--- BEGIN LISTED RECORDS ---
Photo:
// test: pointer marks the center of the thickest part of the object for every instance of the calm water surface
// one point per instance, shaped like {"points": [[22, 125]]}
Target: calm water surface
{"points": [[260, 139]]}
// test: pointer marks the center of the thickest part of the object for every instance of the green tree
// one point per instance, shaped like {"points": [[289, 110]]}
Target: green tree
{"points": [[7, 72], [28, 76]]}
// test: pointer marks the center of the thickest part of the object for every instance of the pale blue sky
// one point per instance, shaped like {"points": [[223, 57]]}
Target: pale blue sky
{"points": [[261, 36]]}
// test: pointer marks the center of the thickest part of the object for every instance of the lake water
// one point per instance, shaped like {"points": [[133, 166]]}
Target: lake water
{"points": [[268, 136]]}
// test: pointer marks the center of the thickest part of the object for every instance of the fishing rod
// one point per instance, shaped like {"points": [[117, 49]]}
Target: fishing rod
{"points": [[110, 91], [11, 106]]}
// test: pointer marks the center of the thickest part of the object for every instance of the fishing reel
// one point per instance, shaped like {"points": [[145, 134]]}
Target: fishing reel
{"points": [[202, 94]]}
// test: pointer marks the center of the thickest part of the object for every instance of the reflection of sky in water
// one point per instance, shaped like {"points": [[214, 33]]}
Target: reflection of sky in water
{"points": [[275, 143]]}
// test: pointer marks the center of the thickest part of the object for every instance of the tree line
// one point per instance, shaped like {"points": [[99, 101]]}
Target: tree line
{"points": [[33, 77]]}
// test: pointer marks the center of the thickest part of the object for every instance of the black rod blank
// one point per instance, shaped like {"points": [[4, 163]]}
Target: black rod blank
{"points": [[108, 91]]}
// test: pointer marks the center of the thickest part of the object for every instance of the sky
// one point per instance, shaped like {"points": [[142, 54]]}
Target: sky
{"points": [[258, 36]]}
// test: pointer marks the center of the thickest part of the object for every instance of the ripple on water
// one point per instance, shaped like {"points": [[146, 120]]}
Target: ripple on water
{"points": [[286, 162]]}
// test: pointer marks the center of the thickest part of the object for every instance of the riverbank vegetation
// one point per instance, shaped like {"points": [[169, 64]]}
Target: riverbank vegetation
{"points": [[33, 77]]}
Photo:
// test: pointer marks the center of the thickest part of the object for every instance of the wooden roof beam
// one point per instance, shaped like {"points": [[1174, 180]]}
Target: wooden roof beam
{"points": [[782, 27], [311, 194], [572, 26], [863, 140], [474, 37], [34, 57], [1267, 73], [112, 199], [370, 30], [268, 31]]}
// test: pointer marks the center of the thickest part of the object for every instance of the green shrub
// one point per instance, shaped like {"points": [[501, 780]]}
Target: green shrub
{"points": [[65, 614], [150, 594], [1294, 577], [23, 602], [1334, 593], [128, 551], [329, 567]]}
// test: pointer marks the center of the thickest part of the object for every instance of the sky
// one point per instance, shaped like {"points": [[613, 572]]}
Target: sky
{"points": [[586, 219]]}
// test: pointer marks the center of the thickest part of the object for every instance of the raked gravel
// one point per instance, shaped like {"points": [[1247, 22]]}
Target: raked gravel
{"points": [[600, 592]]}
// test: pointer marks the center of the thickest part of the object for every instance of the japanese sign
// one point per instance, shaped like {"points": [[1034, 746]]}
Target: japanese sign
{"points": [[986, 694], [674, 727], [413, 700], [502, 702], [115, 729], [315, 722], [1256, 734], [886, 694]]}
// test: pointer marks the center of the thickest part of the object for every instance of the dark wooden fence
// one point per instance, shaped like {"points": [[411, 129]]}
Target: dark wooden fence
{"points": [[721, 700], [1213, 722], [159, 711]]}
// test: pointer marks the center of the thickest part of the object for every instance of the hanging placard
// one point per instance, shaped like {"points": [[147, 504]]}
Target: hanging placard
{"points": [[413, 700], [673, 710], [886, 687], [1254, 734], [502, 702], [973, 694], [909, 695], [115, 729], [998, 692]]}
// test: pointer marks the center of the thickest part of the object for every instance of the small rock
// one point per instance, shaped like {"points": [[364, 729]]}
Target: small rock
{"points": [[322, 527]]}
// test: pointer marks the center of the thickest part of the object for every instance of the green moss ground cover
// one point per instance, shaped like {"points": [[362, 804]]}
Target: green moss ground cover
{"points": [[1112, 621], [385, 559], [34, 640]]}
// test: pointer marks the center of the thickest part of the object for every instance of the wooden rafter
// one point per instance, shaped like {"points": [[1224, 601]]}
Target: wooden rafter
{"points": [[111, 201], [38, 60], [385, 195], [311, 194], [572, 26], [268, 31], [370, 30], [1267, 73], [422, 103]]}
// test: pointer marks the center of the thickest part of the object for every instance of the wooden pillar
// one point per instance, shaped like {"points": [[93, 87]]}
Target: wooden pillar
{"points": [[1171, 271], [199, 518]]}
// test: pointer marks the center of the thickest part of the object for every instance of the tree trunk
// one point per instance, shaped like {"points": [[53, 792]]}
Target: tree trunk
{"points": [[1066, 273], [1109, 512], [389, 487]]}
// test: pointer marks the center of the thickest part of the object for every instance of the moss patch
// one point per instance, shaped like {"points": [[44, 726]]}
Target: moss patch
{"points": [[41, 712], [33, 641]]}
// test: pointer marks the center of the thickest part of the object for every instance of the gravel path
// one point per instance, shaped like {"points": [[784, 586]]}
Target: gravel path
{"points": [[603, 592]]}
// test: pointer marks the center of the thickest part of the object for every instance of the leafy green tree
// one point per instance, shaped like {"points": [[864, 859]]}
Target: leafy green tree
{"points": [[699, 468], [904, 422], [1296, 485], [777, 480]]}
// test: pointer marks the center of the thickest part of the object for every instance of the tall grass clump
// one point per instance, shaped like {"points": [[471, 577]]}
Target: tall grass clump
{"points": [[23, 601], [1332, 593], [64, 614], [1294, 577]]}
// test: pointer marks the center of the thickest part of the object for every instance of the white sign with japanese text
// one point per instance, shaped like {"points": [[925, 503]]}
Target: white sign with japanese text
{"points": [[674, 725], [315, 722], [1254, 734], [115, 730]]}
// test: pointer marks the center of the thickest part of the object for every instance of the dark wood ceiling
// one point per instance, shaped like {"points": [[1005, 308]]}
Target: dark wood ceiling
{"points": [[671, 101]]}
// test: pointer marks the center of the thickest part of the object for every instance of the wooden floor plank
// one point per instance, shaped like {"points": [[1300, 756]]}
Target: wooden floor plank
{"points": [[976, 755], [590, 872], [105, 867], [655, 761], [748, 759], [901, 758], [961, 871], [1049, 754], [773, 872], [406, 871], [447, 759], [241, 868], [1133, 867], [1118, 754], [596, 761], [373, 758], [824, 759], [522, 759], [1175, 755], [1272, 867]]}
--- END LISTED RECORDS ---
REQUIRED WORK — Output every line of the listing above, reproducing each one without any change.

SOLUTION —
Photo:
// test: pointer marks the center of the thickest part of the object for every instance of the calm water surface
// one point per instance, shaped like {"points": [[22, 125]]}
Target: calm water surface
{"points": [[260, 139]]}
// test: pointer marks the center of the thickest part of the object for every instance of the green tree
// one point per instance, shaped like {"points": [[289, 110]]}
Target: green tree
{"points": [[7, 72], [28, 76]]}
// test: pointer marks the center of the thickest part of the object for every instance of the pale blue sky
// one point per instance, shaped like {"points": [[223, 57]]}
Target: pale blue sky
{"points": [[261, 36]]}
// test: pointer marks the center of the thickest part of the object for every instance of the lake water
// one point per instance, shaped like {"points": [[133, 166]]}
Target: lake water
{"points": [[268, 136]]}
// test: pointer marks the center of the thickest part of the object for every instance of the fishing rod
// one point per instance, shaped like {"points": [[117, 49]]}
Target: fishing rod
{"points": [[110, 91], [11, 106]]}
// test: pointer marks the center of the thickest part of the object for every instance of the fishing reel
// one point per instance, shaped like {"points": [[145, 134]]}
Target: fishing reel
{"points": [[202, 94]]}
// test: pointer marks the center of the thickest part of the object for every instance of the reflection of sky in water
// one point per instance, shaped like {"points": [[214, 33]]}
Target: reflection of sky in water
{"points": [[275, 143]]}
// test: pointer marks the center of the thickest part of the object for every instance of the tree line
// one point per instance, shaped like {"points": [[99, 101]]}
Target: tree line
{"points": [[33, 77]]}
// test: pointer marks the center of the thickest part of the object for every instance of the black rod blank
// one point per instance, shaped like {"points": [[4, 163]]}
Target: black rod blank
{"points": [[108, 91]]}
// test: pointer marks the center of the thickest part of the object for every instance of the sky
// one point per instance, shaped like {"points": [[142, 54]]}
Target: sky
{"points": [[258, 36]]}
// test: pointer marks the center of the thickest part of the object for every instance of the ripple on water
// one point per instance, shaped like {"points": [[146, 120]]}
Target: ripple on water
{"points": [[286, 162]]}
// test: pointer marks the center of the thickest part of the object for every instance of the riverbank vegetation
// one point per instance, shaped like {"points": [[169, 64]]}
Target: riverbank vegetation
{"points": [[33, 77]]}
Photo:
// test: pointer marks the center of the thickest part of the object for every instance of the wooden roof beam
// one point per instance, shaped like {"points": [[1174, 180]]}
Target: wooden roof beam
{"points": [[782, 27], [311, 194], [572, 26], [863, 140], [474, 37], [34, 57], [1267, 73], [112, 199], [370, 30], [268, 31]]}
// test: pointer marks the center of the thickest part of the object for every instance of the green shrub
// one point per instance, shaped like {"points": [[501, 780]]}
Target: green shrub
{"points": [[65, 614], [150, 594], [1294, 577], [23, 602], [1334, 593], [128, 551], [329, 567]]}
// test: pointer marks the center of the thickest part of the object for every instance of the sky
// one point per instance, shaped like {"points": [[613, 572]]}
Target: sky
{"points": [[586, 219]]}
// test: pointer marks the center of the thickest part of the object for every instance of the raked gravel
// one point per instance, shaped like {"points": [[1247, 22]]}
Target: raked gravel
{"points": [[600, 592]]}
// test: pointer marks the center of the thickest part of the object for every instance of the japanese sign
// one point per instance, shaped like {"points": [[1034, 746]]}
Target: japanese sign
{"points": [[986, 694], [674, 727], [413, 700], [502, 702], [115, 729], [315, 722], [1256, 734], [886, 694]]}
// test: pointer marks the center of the thickest part of the object for every instance of the dark wooden fence
// one point per instance, shaped like {"points": [[411, 129]]}
Target: dark wooden fence
{"points": [[721, 700], [1213, 722], [159, 711]]}
// test: pointer marks the center of the thickest part of the object for every instance of the hanging placard
// one point per instance, shaped like {"points": [[147, 504]]}
Target: hanging placard
{"points": [[413, 700], [673, 710], [886, 687], [1254, 734], [502, 702], [973, 694], [909, 695], [115, 729], [998, 692]]}
// test: pointer marks the center of the thickest part of the object for every instance of the small rock
// one point per instance, shaped like {"points": [[364, 729]]}
Target: small rock
{"points": [[322, 527]]}
// test: pointer marks the center of the thickest part of the object for every instance of the green moss ground cover
// one point per instance, shaped like {"points": [[362, 804]]}
Target: green moss ground cover
{"points": [[1112, 621], [385, 559], [34, 640]]}
// test: pointer marks the center of the thickest part of the object for every instance of the wooden rafter
// one point per instance, shaped like {"points": [[1224, 601]]}
Target: wooden rafter
{"points": [[111, 201], [38, 60], [385, 195], [311, 194], [572, 26], [268, 31], [370, 30], [1267, 73], [422, 103]]}
// test: pointer marks the center of the thickest part of the object for every instance of the wooden pillar
// one point per instance, shaped like {"points": [[93, 87]]}
Target: wooden pillar
{"points": [[1171, 271], [199, 518]]}
// test: pointer marks the center of the thickest part of the object for every instance of the tree trunk
// one point per instance, shaped like {"points": [[53, 792]]}
Target: tree trunk
{"points": [[1066, 273], [1109, 512], [389, 487]]}
// test: pointer marks the center of the thickest part of the object for every instance of the moss patch
// one point per instance, shaped like {"points": [[44, 726]]}
Target: moss patch
{"points": [[41, 712], [33, 641]]}
// test: pointer marks the center of the thickest part of the object for every instance of the gravel path
// one point per instance, shaped like {"points": [[784, 586]]}
Target: gravel path
{"points": [[603, 592]]}
// test: pointer marks the center of the thickest part of the object for every instance of the leafy green tree
// one point per instance, shaped like {"points": [[864, 859]]}
Target: leafy green tree
{"points": [[699, 468], [904, 422], [1296, 485], [777, 480]]}
// test: pointer marks the center of the thickest part of the object for every instance of the tall grass clump
// one point per instance, shaped like {"points": [[471, 577]]}
Target: tall grass clump
{"points": [[23, 601], [1332, 593], [64, 614], [1294, 577]]}
// test: pointer marks the center of the thickest part of the object for every instance of the white sign with japanese text
// one point per instance, shaped like {"points": [[925, 503]]}
Target: white sign with japanese text
{"points": [[674, 725], [315, 722], [1254, 734], [115, 730]]}
// test: pointer marks the center of the thickest part of the object for every instance of the dark wood ceiling
// one point per instance, shaped like {"points": [[1005, 308]]}
Target: dark wood ceiling
{"points": [[671, 101]]}
// test: pointer marks the center of the thickest part of the object for every instance of the wooden floor plank
// one point per instance, shaped like {"points": [[1300, 756]]}
Target: wooden floor plank
{"points": [[976, 755], [590, 872], [105, 867], [655, 761], [748, 759], [901, 758], [961, 871], [1049, 754], [773, 872], [406, 871], [447, 759], [241, 868], [1133, 867], [1118, 754], [596, 761], [373, 758], [824, 759], [522, 759], [1175, 755], [1272, 867]]}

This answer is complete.